>
Воскреснуть в пепле шагов

Воскреснуть в пепле шагов

Юношеская газета

Большой — как арктический медведь, живой — в книгах, и простой — до ниток белой хлопковой рубашки.

 

 

Импульсивность — черта характера, выражающаяся в склонности действовать без достаточного сознательного контроля, под влиянием внешних обстоятельств или в силу эмоциональных переживаний.

 

 

Мне очень хотелось потратить деньги, кажется, они прожигали мне карман, и чтобы избавиться от неприятного подогрева бедра, эти сто рублей хотелось срочно на что-то спустить. Но не на кофе. Он уже поднадоел, даже горячий, даже с корицей, даже посыпанный стружкой апельсиновой корочки, даже с пушистой молочной пенкой, обрушившейся на него пухлыми пузырями. Поэтому я вспомнила про Довлатова, стоя в книжном магазине, и еще долго выбирала между «Филиалом» и Бродским.
В библиотеке мне три раза отвечали отрицательно.

 

 

А у вас Довлатов есть? На руках у кого-то? А в читальном зале?

 

 

И один раз утвердительно.

 

 

То есть, вообще нет?

 

 

Дома я захотела книгу Бродского, потому что показалось, что Довлатова я не осилю и заброшу. Он казался мне серьезным, с тяжелым взглядом темных глаз из под прикрытых век, по-армянски густые брови, наседавшие широкими чайками, придавали ему вид разбитой параличом гориллы с квадратным носом. То есть совсем не ироничного человека, не того «книжного» Долматова.

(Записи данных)
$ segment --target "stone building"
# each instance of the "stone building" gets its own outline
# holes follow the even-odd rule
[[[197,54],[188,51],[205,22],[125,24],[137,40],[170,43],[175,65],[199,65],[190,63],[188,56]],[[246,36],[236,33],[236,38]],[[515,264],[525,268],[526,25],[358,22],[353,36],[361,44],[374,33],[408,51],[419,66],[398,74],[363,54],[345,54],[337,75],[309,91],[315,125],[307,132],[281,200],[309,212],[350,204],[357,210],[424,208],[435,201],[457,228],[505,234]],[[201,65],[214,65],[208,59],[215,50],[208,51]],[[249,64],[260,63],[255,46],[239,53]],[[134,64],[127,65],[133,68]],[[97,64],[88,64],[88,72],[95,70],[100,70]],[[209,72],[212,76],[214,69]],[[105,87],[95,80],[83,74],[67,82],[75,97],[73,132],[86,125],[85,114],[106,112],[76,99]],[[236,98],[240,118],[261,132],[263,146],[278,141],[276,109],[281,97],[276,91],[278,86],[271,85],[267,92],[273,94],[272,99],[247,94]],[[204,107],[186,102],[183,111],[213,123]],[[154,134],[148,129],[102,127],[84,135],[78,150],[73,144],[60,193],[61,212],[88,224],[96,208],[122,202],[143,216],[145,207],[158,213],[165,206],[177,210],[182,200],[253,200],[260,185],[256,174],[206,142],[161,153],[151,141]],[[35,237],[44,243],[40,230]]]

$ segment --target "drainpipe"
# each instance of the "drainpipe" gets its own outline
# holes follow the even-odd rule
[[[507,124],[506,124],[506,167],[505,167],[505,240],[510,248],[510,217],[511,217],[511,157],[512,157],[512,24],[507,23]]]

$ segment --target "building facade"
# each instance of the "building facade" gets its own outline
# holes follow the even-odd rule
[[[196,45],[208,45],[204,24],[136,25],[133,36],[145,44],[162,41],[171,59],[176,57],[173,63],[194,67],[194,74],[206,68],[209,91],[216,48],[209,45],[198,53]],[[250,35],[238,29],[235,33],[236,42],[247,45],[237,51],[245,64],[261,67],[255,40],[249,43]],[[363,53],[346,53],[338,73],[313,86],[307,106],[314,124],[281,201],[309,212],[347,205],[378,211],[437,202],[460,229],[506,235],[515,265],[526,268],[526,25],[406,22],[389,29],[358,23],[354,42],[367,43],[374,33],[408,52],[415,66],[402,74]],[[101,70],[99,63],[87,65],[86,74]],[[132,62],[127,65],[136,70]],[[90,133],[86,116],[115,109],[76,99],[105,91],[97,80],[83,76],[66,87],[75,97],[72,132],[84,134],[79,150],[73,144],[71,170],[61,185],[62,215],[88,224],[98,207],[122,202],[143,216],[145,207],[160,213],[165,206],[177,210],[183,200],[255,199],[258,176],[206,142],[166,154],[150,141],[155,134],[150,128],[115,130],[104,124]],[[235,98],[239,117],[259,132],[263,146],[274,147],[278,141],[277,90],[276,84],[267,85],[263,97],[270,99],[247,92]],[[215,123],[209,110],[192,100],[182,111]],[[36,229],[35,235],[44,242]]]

● ЗАДАНИЯ
[1] Отбери из записей все строки, в которых есть слово «building», и перепиши их.
[2] Продолжи текст о поисках книги Довлатова, начав сразу после его последнего предложения.

● ОТВЕТЫ ПО ЗАДАНИЯМ
[1]
$ segment --target "stone building"
# each instance of the "stone building" gets its own outline
$ segment --target "building facade"
# each instance of the "building facade" gets its own outline

[2]
 

 

В темноте вечера меня уже подбрасывало от истеричного смеха до гнетущей тоски или сочувствия автору, у которого жена напоминает мороженую селедку, а «институтская» Тася осталась всё такой же по-детски непосредственной и любящей входить без предупреждения. Но «Филиал» скрипел в непонятных словах, странных личностях. Мне понравилось.

 

 

Через два дня я собиралась печь пирожные, но как всегда променяла это на поездку. То есть не променяла, а просто отошла от этой мысли, торча в пробке на Ленина. Пробка тянулась слишком долго, поэтому слово «чемодан» стало казаться мне до ужаса странным и труднопроизносимым.

 

 

По автобусным сиденьям лился янтарь, пробиваясь сквозь запотевшие стекла и лежащий воротником снег, пытался согреть жгущие пальцы поручни. Окский лоснился холодным голубым в вышине и таял лимонным шербетом у самой кромки желторотых сосен. Словно кашалот, он выбрасывал узкий язык моста, поднимая машины по крошащемуся вафельному рожку.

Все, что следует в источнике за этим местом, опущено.